Anche i Presidenti hanno un cuore. Ed il cuore degli uomini è spesso contorto. Trump è davvero così sicuro di sé come vorrebbe far credere? Anzi, come vorrebbe lui stesso credere, per convincere se stesso ? Si comporta con la calma, la ponderazione, l’accortezza di un vero leader che sa di avere la situazione in pugno ? Oppure quel modo precipitoso, impulsivo, spocchioso, come fosse spinto da uno spirito di rivalsa a lungo covato contro questo o quel “nemico” vero o presunto, non denota forse apprensione ed una certa inquietudine ?
Perché ha bisogno di mostrare ai suoi elettori – ed a chi altri ? – in diretta TV, dallo Studio Ovale, il piglio spiccio, risoluto e minaccioso del “duro”, cioè, in definitiva, quanto sappia essere forte, sia pure maramalmeggiando i deboli?
Anche questo non è un atteggiamento da leader. A Milano soggetti del genere li chiamiamo “ganassa”. E non è un complimento. Forse aspetta che i suoi fans, come fosse davanti allo specchio magico della regina cattiva, gli confermino che, lui sì che è il più bel “ganzo” del reame ? Che merita ossequio e rispetto.
Quel “Vincerò”, sfuggito d’ impeto, quasi fuori contesto da ciò che in quell’ istante stava argomentando, lo scorso 20 gennaio, nel discorso di insediamento, non supponeva forse un sottinteso punto di domanda ? Come se si trattasse di un’ incoraggiamento che Trump rivolgeva, d’ istinto, a sé stesso, per esorcizzare il fremito sottile di un timore impalpabile eppure fastidioso ? Peraltro, non è detto che la coppia presidenziale avesse studiato il copione dell’ umiliazione di Zelensky. Più probabilmente hanno sbroccato quando la tensione del momento è andata oltre la soglia di tenuta del loro tono emotivo ed, a quel punto, non hanno più saputo arrestare il torrente di livore che avevano, fin lì, trattenuto a stento.

> SFIDA
Come prosegue il commento su Trump dopo l'ultima frase? Scrivine il seguito.

Voci della raccolta:
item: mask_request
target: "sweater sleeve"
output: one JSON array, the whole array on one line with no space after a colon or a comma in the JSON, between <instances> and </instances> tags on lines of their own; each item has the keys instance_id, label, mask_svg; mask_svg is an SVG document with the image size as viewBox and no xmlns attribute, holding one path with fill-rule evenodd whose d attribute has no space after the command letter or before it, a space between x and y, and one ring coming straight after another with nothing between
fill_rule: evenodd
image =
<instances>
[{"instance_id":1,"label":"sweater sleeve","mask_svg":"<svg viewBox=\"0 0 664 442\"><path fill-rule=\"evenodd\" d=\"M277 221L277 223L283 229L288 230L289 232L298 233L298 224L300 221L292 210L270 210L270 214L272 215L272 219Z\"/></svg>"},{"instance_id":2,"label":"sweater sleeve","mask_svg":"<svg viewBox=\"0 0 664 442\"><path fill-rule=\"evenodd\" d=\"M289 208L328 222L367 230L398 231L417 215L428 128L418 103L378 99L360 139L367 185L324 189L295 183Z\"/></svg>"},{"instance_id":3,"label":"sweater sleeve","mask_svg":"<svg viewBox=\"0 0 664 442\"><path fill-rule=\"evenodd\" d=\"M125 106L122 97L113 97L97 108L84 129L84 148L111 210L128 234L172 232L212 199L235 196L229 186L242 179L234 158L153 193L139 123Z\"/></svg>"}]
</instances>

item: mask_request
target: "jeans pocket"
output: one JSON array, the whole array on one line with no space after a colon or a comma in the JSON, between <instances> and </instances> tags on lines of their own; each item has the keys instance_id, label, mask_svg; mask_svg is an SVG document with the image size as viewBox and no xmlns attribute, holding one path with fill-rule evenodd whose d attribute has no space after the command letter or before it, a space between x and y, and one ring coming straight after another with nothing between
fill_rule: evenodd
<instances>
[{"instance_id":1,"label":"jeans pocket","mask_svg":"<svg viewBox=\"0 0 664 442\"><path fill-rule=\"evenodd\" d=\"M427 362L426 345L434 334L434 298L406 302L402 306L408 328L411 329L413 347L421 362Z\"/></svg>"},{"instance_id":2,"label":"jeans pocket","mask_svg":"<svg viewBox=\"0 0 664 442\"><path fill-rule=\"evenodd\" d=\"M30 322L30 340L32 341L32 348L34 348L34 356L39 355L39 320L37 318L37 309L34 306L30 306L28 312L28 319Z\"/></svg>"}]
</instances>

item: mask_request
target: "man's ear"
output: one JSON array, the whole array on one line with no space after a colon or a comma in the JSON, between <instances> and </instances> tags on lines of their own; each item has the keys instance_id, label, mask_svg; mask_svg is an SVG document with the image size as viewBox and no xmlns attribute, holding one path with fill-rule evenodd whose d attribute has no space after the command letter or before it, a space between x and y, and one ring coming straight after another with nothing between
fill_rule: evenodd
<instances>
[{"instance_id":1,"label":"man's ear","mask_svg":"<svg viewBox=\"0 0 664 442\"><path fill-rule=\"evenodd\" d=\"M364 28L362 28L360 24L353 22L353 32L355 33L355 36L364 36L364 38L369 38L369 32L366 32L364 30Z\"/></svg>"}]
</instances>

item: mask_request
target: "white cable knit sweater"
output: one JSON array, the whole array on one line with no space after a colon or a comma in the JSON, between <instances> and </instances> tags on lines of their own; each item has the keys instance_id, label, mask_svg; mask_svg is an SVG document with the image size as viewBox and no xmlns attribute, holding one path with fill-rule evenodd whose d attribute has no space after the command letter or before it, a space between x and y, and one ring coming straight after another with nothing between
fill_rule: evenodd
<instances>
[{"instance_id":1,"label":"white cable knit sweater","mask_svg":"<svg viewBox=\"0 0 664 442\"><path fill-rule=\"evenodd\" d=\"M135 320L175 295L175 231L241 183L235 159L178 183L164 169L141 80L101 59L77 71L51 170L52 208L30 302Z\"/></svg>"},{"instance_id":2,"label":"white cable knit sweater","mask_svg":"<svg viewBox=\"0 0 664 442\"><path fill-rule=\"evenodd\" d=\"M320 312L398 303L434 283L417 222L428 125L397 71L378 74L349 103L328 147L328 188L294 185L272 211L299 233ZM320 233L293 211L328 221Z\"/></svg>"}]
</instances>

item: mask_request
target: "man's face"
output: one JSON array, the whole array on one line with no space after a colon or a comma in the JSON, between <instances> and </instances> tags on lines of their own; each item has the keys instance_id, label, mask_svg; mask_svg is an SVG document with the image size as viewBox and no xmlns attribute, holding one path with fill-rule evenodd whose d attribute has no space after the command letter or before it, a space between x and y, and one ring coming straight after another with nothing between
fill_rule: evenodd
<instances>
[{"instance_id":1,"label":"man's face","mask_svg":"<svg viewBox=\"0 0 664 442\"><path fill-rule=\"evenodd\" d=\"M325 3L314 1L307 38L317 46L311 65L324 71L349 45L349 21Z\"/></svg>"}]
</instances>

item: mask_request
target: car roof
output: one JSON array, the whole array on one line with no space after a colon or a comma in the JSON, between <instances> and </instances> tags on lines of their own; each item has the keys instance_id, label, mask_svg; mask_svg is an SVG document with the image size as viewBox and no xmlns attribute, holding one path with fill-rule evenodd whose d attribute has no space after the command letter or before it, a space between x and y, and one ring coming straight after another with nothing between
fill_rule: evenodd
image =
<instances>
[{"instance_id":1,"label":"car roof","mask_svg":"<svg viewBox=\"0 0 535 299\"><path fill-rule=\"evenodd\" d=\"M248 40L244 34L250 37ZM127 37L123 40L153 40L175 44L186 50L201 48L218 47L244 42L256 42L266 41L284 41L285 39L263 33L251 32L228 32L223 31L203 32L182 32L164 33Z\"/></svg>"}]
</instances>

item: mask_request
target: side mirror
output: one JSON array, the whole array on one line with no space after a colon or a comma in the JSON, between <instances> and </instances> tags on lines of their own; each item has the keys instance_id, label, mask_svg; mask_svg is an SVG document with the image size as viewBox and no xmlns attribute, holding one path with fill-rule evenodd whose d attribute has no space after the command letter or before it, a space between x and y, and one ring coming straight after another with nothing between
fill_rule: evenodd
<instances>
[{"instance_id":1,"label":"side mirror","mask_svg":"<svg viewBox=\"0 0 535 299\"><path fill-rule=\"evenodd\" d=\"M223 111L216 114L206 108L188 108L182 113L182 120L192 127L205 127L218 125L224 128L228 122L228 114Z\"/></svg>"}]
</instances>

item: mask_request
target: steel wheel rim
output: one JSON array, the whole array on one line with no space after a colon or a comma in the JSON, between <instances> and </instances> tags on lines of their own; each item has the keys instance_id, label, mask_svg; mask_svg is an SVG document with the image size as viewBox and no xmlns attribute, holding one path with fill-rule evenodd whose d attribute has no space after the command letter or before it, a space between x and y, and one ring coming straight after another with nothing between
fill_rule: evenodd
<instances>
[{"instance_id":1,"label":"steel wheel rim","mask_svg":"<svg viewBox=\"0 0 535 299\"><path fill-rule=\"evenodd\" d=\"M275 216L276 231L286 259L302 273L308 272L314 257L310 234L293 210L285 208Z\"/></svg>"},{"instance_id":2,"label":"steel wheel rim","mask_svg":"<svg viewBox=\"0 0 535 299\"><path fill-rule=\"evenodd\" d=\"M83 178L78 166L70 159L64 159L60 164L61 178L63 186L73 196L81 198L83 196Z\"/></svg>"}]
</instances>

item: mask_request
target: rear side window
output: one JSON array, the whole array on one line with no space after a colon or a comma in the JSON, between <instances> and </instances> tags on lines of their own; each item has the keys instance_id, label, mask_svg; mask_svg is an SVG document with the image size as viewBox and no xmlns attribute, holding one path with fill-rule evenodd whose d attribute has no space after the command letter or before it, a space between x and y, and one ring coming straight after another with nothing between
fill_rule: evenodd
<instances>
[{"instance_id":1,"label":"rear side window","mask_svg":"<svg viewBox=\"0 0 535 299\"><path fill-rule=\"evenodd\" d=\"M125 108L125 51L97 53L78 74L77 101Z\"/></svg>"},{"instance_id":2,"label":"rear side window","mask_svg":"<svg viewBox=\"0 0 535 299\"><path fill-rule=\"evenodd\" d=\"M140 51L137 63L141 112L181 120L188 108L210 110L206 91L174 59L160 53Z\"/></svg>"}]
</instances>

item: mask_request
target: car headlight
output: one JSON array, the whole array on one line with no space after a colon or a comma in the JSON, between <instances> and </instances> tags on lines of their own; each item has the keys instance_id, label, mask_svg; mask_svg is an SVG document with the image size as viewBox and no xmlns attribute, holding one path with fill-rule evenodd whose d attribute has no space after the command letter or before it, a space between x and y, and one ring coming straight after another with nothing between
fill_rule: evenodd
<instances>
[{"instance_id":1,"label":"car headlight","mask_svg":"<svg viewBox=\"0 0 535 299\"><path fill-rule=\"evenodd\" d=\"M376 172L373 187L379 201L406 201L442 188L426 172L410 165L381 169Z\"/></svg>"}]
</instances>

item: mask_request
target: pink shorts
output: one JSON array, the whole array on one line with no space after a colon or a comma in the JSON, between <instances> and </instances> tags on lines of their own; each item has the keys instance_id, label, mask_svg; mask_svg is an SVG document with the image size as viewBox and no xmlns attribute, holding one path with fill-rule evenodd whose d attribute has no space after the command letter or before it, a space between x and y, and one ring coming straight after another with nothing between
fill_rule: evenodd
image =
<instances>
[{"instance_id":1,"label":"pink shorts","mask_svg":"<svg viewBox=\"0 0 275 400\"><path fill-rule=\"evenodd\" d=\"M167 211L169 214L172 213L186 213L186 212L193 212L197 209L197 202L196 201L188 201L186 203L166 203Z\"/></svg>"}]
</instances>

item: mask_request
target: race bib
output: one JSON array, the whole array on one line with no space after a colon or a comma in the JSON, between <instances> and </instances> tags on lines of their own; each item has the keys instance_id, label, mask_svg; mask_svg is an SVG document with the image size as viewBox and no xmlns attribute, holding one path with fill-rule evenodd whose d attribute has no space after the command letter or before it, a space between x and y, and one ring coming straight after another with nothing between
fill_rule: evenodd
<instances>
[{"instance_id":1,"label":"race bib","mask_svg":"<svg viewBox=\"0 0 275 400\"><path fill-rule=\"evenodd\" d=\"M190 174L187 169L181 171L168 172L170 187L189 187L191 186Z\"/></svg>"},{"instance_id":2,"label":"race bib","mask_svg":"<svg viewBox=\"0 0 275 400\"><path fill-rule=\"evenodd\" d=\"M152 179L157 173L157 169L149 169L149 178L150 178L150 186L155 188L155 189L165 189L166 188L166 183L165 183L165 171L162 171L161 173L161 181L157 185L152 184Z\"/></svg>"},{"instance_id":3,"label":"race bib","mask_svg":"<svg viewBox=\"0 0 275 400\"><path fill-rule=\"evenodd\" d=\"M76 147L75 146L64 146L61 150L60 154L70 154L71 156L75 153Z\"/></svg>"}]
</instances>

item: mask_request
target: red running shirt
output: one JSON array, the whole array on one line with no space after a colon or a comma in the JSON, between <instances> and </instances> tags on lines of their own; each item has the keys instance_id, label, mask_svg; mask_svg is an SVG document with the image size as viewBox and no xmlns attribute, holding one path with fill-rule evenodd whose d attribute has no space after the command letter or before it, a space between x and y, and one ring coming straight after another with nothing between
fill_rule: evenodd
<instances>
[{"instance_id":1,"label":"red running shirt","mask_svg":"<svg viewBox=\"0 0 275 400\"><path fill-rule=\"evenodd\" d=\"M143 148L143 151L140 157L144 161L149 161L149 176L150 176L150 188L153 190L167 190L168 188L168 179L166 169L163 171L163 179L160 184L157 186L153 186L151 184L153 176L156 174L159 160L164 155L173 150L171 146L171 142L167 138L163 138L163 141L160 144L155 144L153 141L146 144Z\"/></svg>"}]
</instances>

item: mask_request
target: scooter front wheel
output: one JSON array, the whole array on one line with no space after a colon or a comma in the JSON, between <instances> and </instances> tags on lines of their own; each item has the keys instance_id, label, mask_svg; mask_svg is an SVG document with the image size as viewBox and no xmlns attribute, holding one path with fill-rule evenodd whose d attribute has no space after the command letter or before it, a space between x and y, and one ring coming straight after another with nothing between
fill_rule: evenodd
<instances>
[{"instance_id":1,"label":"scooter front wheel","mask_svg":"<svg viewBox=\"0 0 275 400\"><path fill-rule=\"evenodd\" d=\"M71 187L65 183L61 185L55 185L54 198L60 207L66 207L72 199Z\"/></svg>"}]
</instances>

> RISPOSTA ALL'ESERCIZIO
Siamo nelle mani di due psico-labili ? Sicuramente di due narcisisti, soprattutto il primo . Non a caso Trump insulta Biden ed i suoi predecessori democratici. Dà libero sfogo al suo “super-ego”. Senonché il “super-ego” denota, quasi sempre, una fragilità interiore piuttosto che un forte temperamento. Rappresenta una forma di compensazione di frustrazioni, sopportate nelle età minori della vita, che hanno lasciato nel carattere solchi indelebili di inquietudine.
Succede, peraltro, che la compensazione sia un abito sovrapposto, che attenua i sintomi, ma non elide del tutto le ferite inferte.
In quanto a chi è impegnato sul piano politico – e la storia ne dà ampia testimonianza – questo sentimento di superiorità è devastante perché altera profondamente, attraverso il prisma della propria “egoità”, la percezione oggettiva della realtà. Per altro verso, Trump non si fa problema dell’ umiliazione che impone al suo Paese, che vorrebbe più grande, a fronte del suo storico avversario. E questo succede nella misura in cui assume un criterio che nulla ha a che vedere con le categorie fondamentali dell’ agire politico come le abbiamo conosciute fin qui.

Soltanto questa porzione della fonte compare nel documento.